SET PROBLEM: Convert everything from the start of the records down through the line containing "(1061, 246)" into a JSON list of strings, one string per line, leaving out any blank lines.

[Pointing dataset records]
━━━━━━━━━━━━━━━━

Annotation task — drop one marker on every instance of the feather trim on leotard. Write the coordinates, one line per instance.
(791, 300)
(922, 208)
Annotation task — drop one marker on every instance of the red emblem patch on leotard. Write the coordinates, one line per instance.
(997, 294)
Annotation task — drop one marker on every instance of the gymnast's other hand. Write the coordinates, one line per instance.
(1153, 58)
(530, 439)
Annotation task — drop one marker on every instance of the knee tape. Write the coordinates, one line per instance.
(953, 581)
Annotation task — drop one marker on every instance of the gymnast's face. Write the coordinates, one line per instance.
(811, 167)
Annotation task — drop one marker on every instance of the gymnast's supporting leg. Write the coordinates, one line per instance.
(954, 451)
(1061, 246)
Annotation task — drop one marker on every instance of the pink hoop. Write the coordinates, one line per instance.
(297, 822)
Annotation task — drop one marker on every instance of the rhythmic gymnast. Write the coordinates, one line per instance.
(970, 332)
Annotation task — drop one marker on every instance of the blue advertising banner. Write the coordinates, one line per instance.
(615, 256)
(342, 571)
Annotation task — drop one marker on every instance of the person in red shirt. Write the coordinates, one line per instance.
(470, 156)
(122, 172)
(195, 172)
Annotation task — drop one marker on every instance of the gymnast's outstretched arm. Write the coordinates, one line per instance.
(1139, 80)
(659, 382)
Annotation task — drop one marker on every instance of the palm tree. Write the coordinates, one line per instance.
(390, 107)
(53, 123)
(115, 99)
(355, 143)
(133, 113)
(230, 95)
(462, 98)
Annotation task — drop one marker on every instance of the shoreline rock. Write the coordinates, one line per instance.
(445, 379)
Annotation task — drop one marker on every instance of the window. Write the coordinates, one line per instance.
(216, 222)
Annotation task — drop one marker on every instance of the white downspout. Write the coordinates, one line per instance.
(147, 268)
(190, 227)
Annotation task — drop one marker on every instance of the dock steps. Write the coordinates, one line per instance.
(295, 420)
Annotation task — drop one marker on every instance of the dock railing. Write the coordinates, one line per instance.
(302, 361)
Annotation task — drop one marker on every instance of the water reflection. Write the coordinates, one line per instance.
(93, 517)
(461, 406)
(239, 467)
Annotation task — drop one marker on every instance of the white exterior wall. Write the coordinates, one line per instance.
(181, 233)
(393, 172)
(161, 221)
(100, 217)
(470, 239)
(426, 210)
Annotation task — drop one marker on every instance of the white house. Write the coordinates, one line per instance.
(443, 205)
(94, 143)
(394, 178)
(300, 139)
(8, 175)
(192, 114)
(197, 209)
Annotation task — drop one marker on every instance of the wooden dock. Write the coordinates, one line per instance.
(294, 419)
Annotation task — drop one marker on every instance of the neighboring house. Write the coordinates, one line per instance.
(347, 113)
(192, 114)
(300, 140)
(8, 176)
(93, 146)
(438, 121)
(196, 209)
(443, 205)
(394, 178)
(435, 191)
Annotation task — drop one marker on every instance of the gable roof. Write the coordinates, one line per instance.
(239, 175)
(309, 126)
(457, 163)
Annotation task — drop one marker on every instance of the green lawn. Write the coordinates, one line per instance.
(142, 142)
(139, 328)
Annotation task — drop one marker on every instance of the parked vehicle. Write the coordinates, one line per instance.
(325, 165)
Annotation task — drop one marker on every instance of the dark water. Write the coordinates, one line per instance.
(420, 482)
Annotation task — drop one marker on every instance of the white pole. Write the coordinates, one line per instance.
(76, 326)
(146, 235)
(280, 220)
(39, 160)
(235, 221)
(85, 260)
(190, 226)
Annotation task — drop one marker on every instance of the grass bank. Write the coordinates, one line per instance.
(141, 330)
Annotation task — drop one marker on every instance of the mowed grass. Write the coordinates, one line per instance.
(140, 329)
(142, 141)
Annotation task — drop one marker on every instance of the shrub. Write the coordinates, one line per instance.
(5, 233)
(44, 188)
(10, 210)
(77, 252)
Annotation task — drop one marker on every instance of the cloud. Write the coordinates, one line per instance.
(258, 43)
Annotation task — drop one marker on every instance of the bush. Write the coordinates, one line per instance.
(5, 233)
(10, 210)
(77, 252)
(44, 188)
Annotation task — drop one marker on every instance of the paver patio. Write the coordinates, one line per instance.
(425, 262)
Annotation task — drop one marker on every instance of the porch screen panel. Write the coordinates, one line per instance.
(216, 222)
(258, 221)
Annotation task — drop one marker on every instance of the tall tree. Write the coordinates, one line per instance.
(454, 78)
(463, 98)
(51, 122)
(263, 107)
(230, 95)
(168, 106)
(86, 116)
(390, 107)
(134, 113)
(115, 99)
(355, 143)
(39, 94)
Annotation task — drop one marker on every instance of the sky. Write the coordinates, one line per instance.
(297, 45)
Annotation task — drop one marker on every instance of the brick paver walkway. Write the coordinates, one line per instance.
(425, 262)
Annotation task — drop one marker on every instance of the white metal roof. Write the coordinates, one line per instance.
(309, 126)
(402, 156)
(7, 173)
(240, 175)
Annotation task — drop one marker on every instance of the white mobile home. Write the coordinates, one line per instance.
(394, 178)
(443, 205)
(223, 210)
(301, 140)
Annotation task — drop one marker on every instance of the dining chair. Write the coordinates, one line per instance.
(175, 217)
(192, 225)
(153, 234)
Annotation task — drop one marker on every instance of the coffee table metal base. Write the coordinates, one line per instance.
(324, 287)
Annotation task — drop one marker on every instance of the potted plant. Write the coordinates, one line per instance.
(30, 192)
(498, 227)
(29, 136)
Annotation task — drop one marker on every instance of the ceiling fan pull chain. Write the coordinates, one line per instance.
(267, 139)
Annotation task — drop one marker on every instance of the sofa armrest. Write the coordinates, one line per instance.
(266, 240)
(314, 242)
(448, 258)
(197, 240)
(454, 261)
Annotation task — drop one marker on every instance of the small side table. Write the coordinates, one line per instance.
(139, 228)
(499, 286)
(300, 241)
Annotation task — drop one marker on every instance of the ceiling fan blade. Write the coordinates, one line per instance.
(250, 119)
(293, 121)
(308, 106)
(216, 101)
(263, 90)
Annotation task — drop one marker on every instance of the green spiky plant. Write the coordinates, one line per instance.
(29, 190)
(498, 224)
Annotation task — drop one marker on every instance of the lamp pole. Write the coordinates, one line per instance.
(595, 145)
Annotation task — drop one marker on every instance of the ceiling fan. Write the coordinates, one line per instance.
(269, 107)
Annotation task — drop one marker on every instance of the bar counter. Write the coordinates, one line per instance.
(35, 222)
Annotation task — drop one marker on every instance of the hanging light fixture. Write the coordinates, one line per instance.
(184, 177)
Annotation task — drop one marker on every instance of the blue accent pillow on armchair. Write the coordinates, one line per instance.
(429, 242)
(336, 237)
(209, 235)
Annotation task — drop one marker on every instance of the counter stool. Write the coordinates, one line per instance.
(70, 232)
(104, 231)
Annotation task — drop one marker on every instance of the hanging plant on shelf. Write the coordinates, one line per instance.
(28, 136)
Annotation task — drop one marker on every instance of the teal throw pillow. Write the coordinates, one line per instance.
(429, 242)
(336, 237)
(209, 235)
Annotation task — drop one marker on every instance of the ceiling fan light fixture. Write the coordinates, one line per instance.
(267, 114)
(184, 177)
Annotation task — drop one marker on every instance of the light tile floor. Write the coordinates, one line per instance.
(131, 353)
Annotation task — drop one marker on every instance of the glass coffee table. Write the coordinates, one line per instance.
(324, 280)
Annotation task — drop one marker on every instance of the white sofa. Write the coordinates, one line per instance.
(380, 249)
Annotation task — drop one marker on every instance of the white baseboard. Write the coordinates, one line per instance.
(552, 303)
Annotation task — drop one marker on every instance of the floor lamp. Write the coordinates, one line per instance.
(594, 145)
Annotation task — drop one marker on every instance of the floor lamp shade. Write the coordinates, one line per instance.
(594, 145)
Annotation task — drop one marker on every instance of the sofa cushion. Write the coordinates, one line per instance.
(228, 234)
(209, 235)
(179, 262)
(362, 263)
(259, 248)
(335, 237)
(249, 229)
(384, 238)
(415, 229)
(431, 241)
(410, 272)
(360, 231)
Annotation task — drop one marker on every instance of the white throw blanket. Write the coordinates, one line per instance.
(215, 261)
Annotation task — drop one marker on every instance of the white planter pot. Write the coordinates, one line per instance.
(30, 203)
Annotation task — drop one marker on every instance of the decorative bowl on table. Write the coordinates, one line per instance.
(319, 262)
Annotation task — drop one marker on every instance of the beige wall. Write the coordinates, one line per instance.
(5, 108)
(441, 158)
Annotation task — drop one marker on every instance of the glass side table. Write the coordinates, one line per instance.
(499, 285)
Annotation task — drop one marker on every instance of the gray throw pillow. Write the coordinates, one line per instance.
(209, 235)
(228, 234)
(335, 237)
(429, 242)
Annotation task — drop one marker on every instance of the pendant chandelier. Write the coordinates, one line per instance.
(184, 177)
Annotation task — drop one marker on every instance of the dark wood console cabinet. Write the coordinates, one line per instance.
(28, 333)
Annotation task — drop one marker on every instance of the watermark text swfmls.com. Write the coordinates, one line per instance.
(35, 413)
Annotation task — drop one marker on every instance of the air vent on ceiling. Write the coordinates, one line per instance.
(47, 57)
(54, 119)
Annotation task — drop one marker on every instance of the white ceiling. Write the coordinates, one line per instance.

━━━━━━━━━━━━━━━━

THE SOLUTION:
[
  "Annotation task — drop one marker on every instance of the feather trim on leotard. Write the coordinates, one line per instance.",
  "(791, 300)",
  "(922, 208)",
  "Annotation task — drop one marker on every instance of the red emblem patch on leotard. Write the coordinates, one line per instance.",
  "(997, 294)",
  "Annotation task — drop one marker on every instance of the gymnast's other hand. Write the coordinates, one line per instance.",
  "(1153, 58)",
  "(530, 439)",
  "Annotation task — drop one marker on every instance of the knee tape. Write the coordinates, one line per instance.",
  "(953, 581)",
  "Annotation task — drop one marker on every instance of the gymnast's face. Write the coordinates, one line per instance.",
  "(811, 167)",
  "Annotation task — drop one marker on every instance of the gymnast's supporting leg. Write the coordinates, one line per instance.",
  "(954, 451)",
  "(1061, 246)"
]